**What to do**
Transcribe every record without leaving anything out or changing a word.

··· Source material ···

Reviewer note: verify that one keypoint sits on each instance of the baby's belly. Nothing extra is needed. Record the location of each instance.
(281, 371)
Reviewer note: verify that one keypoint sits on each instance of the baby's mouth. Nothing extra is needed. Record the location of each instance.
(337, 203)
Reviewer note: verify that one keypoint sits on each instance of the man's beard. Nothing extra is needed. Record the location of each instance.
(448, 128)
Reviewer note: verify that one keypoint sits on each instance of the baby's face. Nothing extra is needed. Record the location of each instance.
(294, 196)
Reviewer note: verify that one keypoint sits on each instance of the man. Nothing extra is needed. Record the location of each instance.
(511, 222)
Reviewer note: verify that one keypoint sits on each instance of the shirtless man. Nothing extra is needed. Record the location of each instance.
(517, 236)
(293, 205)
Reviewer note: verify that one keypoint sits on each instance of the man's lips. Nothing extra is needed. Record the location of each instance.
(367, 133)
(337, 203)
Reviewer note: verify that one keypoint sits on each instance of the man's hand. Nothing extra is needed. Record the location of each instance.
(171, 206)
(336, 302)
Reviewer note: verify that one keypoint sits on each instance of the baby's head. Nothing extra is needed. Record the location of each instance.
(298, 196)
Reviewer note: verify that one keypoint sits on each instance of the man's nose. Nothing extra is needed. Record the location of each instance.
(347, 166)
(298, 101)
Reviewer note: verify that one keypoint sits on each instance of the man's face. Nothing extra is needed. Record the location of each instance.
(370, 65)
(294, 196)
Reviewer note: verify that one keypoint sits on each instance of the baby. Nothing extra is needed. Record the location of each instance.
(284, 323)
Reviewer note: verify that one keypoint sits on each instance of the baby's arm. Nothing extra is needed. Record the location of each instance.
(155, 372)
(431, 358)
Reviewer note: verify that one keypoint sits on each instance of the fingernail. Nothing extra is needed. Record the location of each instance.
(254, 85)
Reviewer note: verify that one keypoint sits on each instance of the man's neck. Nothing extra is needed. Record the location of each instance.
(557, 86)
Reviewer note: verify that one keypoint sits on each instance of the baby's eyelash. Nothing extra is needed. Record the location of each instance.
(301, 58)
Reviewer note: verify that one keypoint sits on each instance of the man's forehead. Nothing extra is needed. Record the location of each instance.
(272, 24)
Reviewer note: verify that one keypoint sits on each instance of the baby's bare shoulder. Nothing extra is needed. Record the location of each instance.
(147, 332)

···

**Exercise output**
Reviewer note: verify that one keypoint sits on each instance of the baby's belly. Nothing extra is needed. Record the location of each instance.
(281, 371)
Reviewer note: verify that one keypoint sits on each instance of the baby's mouth. Nothing extra is needed. Record the location of each instance.
(337, 203)
Reviewer note: verify that one keypoint sits on each instance of the man's beard. Nothing extra is needed. Record the location of each instance.
(448, 128)
Reviewer note: verify that one keypoint sits on each instance of the baby's face. Nothing extra is needed. Record the location of each instance.
(294, 196)
Reviewer note: verify that one keypoint sits on each instance of the man. Nothing extra is needed. Record the location of each instance.
(511, 222)
Reviewer note: verify that one keypoint sits on each instance of the shirtless man. Nothing extra is needed. Record the location of each instance.
(517, 236)
(293, 205)
Reviewer note: verify that one keypoint sits on each instance of the man's lips. Nothing extra is needed. Record the location of each instance.
(367, 133)
(337, 203)
Reviewer note: verify that one keypoint sits on each instance of the man's hand. Nothing extra is needed. Record the location of each instance.
(171, 206)
(336, 302)
Reviewer note: verify that one keypoint sits on each instance of the baby's head. Nothing extra is needed. Record the location of each instance.
(298, 196)
Reviewer note: verify that one keypoint sits on each instance of the man's nose. Nothing extra is needed. Record the location of each instance.
(347, 166)
(298, 101)
Reviewer note: verify that one keypoint sits on each instance of the man's face. Nothing extra is needed. Record the location of each instance.
(370, 65)
(294, 196)
Reviewer note: verify that one keypoint sits on each instance of the baby. Nothing extra is needed. Record the location of each instance.
(284, 323)
Reviewer note: verify that one keypoint sits on each instance of the baby's arm. Nothing extra is needed. Record the location of each instance.
(155, 372)
(431, 358)
Reviewer note: verify that one keypoint sits on each instance of the fingernail. Nothing extra is needed. Record the location of each instance.
(254, 85)
Reviewer note: verify that one keypoint sits on each instance of the man's neck. Nothing extra is needed. Record the location of each instance.
(557, 86)
Reviewer note: verify that one keypoint sits on each instance of the baby's eyelash. Nothing extra is needed. Record the location of each instance.
(301, 58)
Reviewer note: verify that one keypoint sits on each instance of the man's forehead. Nothing extra is needed. Record the location of each instance.
(272, 24)
Reviewer note: verify that one keypoint sits on each instance of the baby's bare shoulder. Nothing extra is needed. Record the location of each instance.
(147, 332)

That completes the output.